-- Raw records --
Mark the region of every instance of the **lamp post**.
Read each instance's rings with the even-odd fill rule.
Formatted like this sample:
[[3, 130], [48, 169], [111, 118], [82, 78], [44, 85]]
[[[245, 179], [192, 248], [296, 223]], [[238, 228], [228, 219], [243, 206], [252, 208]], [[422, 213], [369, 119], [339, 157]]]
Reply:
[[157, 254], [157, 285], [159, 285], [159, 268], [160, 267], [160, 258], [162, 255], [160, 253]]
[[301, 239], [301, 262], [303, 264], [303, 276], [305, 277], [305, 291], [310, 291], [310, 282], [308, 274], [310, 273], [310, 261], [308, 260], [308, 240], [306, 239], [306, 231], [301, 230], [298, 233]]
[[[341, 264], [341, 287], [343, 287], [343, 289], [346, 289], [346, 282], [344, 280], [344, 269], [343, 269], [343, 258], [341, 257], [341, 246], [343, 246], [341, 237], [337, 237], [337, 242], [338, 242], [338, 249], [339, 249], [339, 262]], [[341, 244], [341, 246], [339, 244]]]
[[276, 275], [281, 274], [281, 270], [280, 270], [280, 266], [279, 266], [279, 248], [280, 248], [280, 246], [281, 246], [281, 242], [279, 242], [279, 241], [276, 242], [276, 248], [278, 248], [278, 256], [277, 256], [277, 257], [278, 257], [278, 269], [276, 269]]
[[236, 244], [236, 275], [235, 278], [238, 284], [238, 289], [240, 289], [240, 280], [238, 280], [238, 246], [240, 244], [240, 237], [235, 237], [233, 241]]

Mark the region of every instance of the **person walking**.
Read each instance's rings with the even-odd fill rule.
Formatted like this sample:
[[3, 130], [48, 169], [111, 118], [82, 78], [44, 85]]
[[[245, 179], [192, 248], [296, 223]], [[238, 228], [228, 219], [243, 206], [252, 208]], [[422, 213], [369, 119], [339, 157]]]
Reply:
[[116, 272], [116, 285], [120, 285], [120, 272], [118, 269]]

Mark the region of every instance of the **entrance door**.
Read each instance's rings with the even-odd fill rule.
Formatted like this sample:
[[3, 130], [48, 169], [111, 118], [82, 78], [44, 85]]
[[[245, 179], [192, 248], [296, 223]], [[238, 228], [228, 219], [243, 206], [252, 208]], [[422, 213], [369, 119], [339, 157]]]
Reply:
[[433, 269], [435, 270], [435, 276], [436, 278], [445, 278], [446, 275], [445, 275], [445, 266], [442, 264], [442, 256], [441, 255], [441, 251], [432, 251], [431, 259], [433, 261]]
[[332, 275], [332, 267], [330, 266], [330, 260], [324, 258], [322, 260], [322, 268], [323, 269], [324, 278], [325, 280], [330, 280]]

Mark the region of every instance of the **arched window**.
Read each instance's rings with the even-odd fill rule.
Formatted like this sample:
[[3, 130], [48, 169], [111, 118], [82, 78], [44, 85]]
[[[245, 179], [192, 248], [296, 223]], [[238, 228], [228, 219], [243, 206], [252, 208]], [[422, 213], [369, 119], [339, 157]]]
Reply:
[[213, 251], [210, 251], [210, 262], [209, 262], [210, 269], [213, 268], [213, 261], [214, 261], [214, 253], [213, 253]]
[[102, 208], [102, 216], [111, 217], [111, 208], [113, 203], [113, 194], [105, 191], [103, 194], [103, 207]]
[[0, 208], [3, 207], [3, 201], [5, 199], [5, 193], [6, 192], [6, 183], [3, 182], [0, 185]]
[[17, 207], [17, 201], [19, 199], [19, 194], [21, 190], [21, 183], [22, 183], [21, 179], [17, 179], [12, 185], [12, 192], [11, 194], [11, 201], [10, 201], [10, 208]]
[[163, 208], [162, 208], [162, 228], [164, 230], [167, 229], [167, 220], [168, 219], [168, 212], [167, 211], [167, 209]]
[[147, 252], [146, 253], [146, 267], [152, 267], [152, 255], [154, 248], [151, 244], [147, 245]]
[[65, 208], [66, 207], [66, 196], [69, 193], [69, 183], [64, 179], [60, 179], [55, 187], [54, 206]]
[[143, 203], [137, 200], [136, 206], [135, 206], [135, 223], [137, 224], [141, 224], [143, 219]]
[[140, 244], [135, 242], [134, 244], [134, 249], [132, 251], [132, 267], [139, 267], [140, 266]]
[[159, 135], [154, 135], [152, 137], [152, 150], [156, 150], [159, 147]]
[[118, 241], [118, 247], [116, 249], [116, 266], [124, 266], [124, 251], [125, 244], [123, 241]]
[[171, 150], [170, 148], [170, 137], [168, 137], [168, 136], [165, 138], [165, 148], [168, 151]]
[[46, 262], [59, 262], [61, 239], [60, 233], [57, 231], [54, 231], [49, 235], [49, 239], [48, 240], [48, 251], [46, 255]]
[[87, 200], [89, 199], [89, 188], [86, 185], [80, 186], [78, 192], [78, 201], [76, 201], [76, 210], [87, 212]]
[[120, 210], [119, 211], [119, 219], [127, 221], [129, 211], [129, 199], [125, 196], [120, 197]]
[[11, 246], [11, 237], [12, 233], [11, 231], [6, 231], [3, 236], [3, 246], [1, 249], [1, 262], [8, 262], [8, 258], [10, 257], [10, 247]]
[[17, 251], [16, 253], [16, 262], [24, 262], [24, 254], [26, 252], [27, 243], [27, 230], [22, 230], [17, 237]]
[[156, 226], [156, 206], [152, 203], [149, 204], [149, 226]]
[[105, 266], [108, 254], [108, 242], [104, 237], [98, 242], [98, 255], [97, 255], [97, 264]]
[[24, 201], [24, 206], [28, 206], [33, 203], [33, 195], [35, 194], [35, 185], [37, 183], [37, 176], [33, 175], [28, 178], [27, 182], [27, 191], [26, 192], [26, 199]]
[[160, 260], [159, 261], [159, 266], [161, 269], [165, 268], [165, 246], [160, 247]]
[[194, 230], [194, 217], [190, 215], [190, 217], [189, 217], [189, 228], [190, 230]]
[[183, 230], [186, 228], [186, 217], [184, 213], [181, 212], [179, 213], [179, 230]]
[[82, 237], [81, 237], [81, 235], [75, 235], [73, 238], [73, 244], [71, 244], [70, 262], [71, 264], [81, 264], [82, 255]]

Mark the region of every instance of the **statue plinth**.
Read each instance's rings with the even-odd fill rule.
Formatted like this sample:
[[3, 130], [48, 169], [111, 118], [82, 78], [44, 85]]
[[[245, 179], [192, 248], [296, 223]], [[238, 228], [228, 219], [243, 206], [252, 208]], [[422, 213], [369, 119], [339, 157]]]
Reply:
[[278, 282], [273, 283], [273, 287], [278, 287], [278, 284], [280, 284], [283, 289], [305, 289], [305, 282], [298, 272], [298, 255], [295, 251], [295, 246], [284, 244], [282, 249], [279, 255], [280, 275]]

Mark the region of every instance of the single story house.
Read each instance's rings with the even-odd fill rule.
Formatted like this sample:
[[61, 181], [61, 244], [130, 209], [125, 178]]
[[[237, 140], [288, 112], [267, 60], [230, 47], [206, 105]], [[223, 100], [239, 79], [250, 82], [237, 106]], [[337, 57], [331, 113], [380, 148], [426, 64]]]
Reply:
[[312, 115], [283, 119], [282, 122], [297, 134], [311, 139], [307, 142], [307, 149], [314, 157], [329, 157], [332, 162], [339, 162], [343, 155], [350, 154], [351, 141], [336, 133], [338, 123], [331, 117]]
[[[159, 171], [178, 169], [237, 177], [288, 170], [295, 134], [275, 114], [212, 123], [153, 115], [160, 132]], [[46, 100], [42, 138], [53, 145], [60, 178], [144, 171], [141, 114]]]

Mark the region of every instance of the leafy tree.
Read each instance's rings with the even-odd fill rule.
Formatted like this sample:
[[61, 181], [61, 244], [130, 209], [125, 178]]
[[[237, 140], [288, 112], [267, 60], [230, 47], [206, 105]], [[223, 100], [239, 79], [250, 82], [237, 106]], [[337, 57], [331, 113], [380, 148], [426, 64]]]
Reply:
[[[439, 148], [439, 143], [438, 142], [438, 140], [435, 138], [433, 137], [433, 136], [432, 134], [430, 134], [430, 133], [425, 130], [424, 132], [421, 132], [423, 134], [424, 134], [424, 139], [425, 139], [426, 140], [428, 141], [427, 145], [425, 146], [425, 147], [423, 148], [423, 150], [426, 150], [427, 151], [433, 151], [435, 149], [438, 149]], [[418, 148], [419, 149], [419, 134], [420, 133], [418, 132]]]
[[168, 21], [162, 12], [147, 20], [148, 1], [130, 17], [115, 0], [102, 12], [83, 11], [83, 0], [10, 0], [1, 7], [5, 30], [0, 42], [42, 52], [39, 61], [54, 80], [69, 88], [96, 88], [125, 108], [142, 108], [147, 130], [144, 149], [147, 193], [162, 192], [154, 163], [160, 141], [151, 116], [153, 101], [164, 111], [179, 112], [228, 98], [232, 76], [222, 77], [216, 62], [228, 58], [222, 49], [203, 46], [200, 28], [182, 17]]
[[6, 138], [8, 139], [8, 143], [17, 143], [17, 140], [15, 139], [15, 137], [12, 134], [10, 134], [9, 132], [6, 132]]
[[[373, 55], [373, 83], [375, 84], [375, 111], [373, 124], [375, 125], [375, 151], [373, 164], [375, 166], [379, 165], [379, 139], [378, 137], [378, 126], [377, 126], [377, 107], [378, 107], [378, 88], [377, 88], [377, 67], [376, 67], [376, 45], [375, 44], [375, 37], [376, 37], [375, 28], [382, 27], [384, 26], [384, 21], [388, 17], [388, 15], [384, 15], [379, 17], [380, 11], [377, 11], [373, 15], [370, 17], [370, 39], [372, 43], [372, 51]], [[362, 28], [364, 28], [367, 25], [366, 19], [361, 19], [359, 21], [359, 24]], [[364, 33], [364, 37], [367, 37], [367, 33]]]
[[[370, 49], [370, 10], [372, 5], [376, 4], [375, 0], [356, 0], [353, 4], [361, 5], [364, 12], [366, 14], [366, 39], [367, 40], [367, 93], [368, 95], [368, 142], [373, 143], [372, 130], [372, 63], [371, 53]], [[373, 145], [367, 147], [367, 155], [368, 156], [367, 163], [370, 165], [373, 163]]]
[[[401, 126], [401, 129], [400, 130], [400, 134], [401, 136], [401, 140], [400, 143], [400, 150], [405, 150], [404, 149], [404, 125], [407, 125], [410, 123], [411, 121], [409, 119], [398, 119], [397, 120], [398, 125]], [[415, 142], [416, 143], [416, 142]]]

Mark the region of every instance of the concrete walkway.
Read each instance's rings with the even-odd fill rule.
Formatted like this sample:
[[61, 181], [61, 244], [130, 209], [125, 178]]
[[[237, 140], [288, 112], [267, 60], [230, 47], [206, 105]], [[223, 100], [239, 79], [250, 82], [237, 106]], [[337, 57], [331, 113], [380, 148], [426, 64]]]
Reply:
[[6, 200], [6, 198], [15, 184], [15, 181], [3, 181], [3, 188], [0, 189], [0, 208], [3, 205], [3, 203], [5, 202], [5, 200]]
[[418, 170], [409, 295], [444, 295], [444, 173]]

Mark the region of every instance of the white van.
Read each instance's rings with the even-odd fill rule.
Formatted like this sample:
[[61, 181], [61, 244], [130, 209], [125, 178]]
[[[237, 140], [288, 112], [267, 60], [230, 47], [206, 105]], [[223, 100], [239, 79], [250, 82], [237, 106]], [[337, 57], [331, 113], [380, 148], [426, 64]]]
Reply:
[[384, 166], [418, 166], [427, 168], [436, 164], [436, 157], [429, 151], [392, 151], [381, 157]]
--
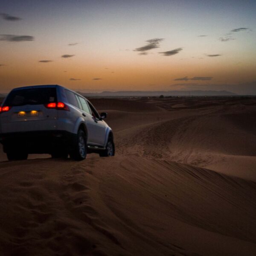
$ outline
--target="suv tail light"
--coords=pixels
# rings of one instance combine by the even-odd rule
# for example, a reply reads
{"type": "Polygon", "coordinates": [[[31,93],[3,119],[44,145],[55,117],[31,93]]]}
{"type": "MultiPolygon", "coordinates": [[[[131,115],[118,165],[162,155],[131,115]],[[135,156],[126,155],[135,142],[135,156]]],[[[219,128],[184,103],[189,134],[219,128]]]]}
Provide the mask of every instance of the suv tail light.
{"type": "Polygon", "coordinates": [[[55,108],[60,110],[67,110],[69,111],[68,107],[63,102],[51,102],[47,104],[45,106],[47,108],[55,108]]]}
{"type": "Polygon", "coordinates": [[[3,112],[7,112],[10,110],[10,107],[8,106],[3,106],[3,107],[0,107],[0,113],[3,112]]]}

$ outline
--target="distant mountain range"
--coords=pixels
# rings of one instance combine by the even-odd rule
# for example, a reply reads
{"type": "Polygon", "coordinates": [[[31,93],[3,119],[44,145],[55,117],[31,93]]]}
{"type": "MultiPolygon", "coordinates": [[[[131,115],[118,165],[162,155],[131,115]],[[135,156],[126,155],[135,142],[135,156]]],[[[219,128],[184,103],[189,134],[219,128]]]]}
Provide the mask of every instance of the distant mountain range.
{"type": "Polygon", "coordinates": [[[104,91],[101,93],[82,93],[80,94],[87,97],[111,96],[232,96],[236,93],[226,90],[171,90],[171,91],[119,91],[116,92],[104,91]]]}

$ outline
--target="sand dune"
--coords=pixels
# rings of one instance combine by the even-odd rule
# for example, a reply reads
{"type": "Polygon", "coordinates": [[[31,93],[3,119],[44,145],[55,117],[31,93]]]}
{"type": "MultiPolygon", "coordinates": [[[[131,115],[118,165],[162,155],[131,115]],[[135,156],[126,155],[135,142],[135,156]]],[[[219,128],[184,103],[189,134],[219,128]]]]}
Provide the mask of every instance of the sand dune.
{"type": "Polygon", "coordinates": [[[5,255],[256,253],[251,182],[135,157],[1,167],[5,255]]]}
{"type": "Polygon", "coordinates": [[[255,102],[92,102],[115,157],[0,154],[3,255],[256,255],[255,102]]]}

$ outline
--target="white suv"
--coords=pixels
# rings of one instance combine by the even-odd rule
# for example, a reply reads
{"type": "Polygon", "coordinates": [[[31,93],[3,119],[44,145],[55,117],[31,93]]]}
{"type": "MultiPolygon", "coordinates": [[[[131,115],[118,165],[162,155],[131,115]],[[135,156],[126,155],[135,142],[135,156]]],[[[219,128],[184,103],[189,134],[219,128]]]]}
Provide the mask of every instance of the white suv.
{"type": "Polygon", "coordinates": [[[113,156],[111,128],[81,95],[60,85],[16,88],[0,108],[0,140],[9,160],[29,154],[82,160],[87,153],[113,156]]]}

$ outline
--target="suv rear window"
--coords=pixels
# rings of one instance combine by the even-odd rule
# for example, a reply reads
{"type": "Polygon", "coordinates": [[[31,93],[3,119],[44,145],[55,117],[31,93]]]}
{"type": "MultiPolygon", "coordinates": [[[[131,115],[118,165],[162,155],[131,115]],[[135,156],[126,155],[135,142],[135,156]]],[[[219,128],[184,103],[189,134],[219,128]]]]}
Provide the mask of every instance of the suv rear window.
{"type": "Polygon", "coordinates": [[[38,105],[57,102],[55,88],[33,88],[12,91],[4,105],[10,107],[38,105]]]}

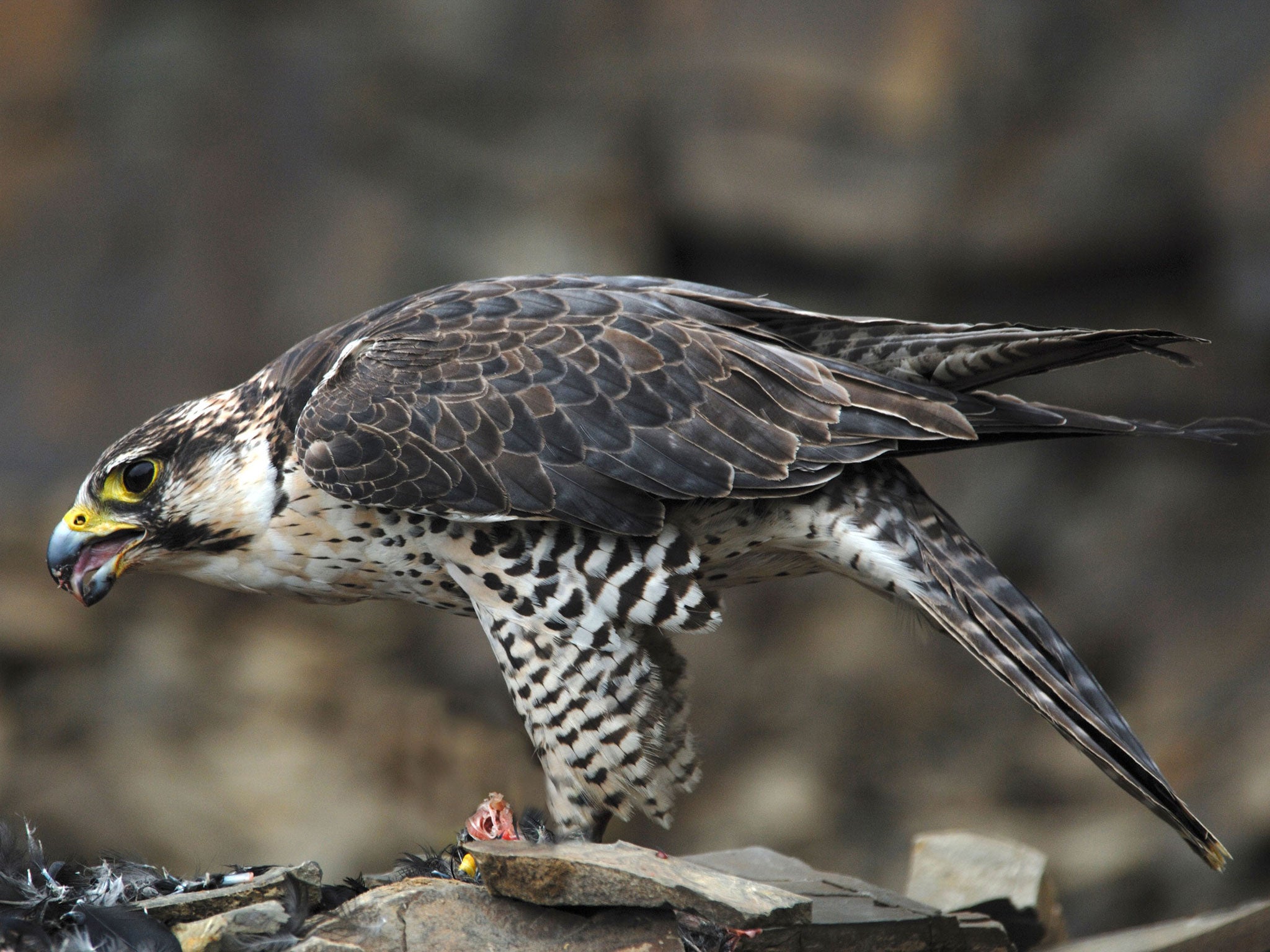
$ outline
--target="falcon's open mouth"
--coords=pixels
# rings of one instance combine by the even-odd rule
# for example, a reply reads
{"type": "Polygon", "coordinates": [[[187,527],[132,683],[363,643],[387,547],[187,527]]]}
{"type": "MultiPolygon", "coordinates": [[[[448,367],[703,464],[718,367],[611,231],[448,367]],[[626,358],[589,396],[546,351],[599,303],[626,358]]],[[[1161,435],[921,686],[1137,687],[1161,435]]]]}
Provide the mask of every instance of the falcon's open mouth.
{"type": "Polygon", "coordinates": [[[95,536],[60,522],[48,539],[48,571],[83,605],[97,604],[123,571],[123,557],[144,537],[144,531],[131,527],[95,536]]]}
---
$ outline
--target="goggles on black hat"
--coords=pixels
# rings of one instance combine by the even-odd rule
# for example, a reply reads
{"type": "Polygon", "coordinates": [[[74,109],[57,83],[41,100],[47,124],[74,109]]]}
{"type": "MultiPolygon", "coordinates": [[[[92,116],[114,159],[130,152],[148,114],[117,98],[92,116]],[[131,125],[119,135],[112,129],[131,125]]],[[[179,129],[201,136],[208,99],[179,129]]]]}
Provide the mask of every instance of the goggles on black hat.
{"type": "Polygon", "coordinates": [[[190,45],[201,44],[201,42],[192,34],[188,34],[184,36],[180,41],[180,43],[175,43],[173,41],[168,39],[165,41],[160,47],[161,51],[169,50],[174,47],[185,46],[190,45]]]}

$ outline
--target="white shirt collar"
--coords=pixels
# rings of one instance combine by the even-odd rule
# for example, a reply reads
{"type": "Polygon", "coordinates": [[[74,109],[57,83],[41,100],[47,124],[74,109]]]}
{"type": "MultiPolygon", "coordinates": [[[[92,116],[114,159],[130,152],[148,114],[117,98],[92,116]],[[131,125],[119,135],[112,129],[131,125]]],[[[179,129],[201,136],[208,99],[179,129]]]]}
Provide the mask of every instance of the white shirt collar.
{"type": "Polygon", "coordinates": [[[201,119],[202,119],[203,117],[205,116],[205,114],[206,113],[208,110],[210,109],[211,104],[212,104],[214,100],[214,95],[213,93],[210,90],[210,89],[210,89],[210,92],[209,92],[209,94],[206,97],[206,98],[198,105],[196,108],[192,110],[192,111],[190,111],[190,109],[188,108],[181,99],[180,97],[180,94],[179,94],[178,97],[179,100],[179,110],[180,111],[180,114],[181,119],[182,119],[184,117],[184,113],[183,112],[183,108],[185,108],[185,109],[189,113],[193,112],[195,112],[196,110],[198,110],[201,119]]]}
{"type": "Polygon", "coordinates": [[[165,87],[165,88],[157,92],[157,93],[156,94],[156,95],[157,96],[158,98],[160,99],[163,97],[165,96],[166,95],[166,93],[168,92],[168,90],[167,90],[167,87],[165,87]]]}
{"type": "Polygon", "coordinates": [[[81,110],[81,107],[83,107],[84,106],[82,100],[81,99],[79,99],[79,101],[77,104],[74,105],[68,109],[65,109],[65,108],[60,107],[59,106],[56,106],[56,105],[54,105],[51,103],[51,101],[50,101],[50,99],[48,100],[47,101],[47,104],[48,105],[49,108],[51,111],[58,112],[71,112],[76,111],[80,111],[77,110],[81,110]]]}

-- REQUIRED TASK --
Count how many of the lines in the raw records above contain the string "Mark" and reply with only that number.

-- SOLUTION FOR THIS PROBLEM --
9